- _Exercises to complete_:
- A) Retype the part of the commentary that starts at "[D]o you think" and ends at "be no Hamas.".
- B) In the commentary, what rate does Los Angeles tax the sales proceeds of homes sold for more than $10 million?

- _Text provided_:
════════════════════
There’s this…challenge…too, from Mohammed Dahlan, former Gaza security chief with close Emirati and Egyptian connections who’s in daily contact with Hamas:

[D]o you think anybody is going to be able to run to make peace without Hamas?

I ask does anybody think any sort of peace is possible with Hamas?

Israel must conclude Hamas’ war on Israeli terms and not on the terms of the weak kneed or of Palestinian terrorist supporters. The only legitimate end is for Israel to eliminate the entity that is determined to exterminate Israelis.

When the Hamas war is over, there should be no one in Hamas to plan, there should be no Hamas.

Punishing Success

Los Angeles has decided that the successful are too successful, and they must be knocked down. To that end, the city’s government has decided to tax the sales proceeds of the wealthy’s homes at 4% on homes sold for $5-$10 million and at 5.5% on homes sold for more than $10 million. This is on top of the real estate brokers’ ordinary 6% fee, and it’s paid by the buyer. Not that that will have any impact on the seller’s ability to sell at a fair price, or anything.
════════════════════
- _Given data_:
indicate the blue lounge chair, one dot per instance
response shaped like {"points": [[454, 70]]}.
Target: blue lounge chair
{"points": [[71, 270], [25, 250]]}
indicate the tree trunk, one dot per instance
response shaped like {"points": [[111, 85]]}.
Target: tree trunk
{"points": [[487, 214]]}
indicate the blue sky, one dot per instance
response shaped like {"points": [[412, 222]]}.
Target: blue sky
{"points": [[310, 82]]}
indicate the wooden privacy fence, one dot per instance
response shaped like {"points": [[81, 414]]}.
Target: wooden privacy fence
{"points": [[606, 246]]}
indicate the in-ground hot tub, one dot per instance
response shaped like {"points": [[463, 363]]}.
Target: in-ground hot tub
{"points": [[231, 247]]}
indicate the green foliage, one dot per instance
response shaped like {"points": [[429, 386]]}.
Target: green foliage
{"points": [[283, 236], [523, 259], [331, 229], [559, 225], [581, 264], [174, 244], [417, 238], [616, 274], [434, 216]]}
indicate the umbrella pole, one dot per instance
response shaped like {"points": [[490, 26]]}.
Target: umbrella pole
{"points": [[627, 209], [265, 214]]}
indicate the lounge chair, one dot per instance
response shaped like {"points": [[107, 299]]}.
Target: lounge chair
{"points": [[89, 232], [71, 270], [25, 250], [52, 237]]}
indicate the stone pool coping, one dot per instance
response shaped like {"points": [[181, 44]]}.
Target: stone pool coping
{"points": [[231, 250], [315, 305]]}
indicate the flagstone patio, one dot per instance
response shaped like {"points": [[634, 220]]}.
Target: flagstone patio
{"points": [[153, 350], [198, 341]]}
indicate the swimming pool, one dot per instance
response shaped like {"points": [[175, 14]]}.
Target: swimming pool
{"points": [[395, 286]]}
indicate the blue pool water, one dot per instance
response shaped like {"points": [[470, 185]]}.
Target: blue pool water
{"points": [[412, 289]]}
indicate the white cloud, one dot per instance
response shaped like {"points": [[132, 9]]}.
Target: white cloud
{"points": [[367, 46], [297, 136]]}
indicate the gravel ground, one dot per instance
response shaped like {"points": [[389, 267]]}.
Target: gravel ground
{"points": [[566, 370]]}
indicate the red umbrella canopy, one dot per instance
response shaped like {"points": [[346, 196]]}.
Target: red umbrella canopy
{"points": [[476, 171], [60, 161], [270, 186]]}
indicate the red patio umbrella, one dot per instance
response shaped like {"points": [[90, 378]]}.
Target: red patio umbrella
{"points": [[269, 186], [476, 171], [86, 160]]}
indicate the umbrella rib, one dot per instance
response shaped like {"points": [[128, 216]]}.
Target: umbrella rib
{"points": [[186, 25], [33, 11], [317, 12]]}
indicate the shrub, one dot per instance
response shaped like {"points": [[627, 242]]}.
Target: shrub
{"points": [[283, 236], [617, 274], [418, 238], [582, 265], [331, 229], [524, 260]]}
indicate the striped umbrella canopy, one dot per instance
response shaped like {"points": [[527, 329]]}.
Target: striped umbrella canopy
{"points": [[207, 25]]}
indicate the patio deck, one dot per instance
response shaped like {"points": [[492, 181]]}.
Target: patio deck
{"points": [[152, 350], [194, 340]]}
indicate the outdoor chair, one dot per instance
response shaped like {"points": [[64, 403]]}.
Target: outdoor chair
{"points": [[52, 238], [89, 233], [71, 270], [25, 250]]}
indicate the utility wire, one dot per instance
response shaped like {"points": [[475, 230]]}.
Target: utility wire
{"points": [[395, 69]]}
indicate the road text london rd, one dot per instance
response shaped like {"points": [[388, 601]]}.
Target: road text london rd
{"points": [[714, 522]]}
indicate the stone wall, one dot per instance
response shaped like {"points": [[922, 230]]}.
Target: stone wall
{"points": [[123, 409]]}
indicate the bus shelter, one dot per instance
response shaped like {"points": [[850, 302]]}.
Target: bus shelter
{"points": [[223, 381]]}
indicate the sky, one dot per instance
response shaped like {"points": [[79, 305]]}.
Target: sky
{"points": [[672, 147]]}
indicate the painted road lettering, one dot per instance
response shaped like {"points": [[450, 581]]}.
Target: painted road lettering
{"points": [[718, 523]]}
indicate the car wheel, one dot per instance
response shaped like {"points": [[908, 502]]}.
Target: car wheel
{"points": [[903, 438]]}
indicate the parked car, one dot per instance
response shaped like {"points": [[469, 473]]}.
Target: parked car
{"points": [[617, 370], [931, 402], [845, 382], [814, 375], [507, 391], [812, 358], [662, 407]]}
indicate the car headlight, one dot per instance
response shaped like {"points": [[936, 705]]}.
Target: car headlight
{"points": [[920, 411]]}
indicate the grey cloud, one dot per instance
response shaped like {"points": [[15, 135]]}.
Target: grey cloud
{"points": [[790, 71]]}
════════════════════
- _Answers for the tasks_:
- A)
[D]o you think anybody is going to be able to run to make peace without Hamas?

I ask does anybody think any sort of peace is possible with Hamas?

Israel must conclude Hamas’ war on Israeli terms and not on the terms of the weak kneed or of Palestinian terrorist supporters. The only legitimate end is for Israel to eliminate the entity that is determined to exterminate Israelis.

When the Hamas war is over, there should be no one in Hamas to plan, there should be no Hamas.

- B) 5.5%